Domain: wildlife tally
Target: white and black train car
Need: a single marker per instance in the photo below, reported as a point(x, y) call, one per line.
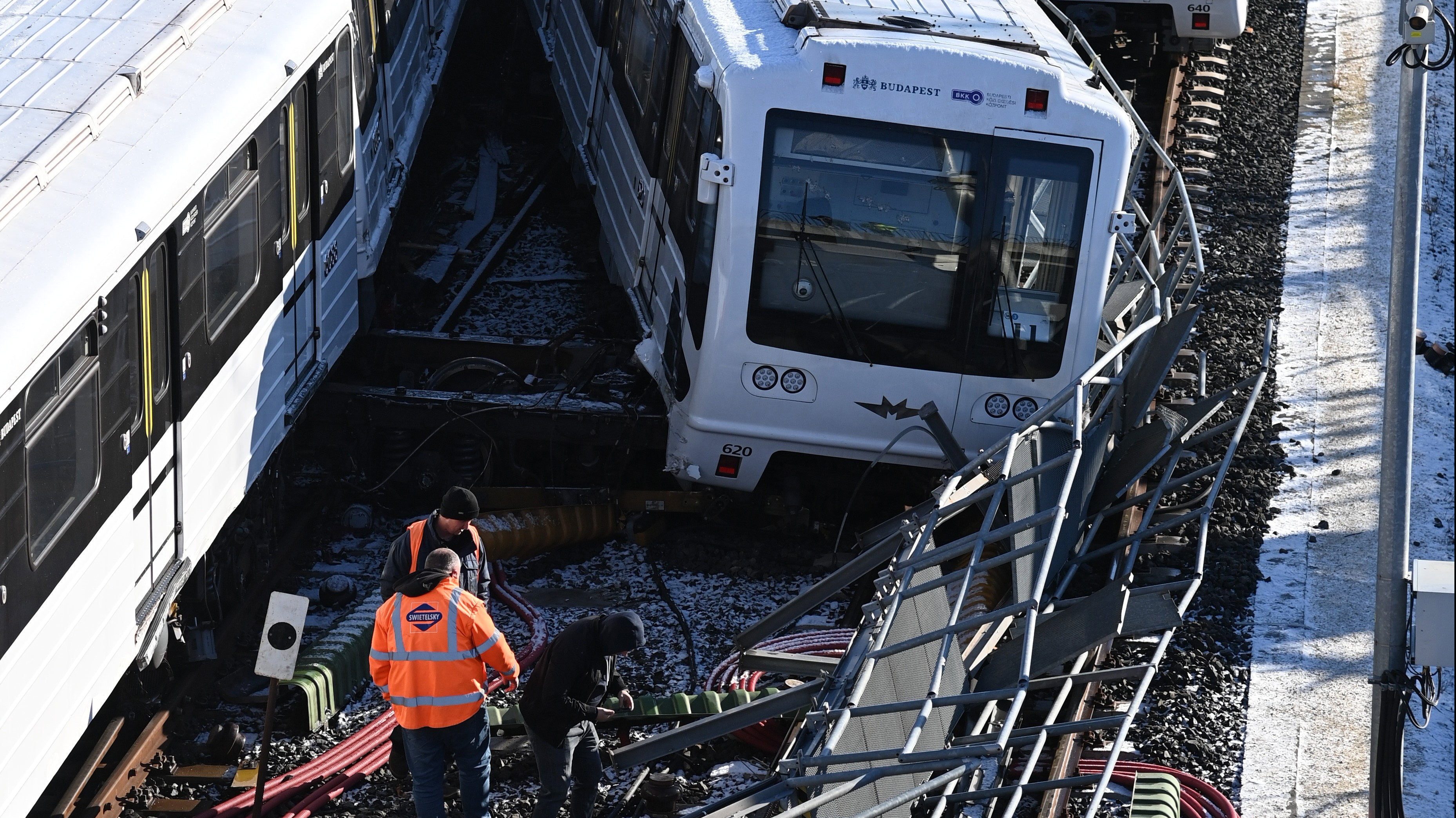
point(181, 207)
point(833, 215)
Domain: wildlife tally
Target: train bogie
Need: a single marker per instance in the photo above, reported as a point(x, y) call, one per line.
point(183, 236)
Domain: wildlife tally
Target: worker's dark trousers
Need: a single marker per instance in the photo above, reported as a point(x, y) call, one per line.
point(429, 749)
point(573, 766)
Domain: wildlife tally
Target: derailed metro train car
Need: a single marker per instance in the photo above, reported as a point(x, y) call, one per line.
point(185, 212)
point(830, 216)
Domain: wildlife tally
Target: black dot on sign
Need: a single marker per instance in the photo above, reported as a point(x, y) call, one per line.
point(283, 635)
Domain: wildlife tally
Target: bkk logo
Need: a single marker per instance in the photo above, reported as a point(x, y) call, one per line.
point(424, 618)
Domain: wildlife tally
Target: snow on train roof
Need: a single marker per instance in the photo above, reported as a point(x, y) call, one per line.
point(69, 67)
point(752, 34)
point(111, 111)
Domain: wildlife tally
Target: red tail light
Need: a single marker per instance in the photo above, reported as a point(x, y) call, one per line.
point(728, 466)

+ + + +

EXERCISE: Convert everything from the first line of the entries through the line containing "point(830, 216)", both ends included, into a numbered list. Skip blank lines, and leave the pictures out.

TASK RESPONSE:
1. Domain: wildlife tally
2. Target: white and black train car
3. Need: a single marker per instance in the photo below, reported as a point(x, y) call, one per line.
4. point(181, 207)
5. point(833, 215)
6. Domain: wildlife tally
7. Target: train bogie
8. Need: a single marker per instance in the photo above, reported as a point(x, y) call, one per line.
9. point(183, 236)
10. Domain: wildlife tally
11. Target: worker's dark trousers
12. Need: a single marker per instance in the photo above, reported as a point(x, y) call, one per line.
13. point(429, 749)
14. point(573, 766)
15. Domain: wildlife tally
16. Target: derailed metro train car
17. Need: a single marker per instance in the photo above, reported as a point(x, y) call, one per line.
18. point(185, 212)
19. point(830, 216)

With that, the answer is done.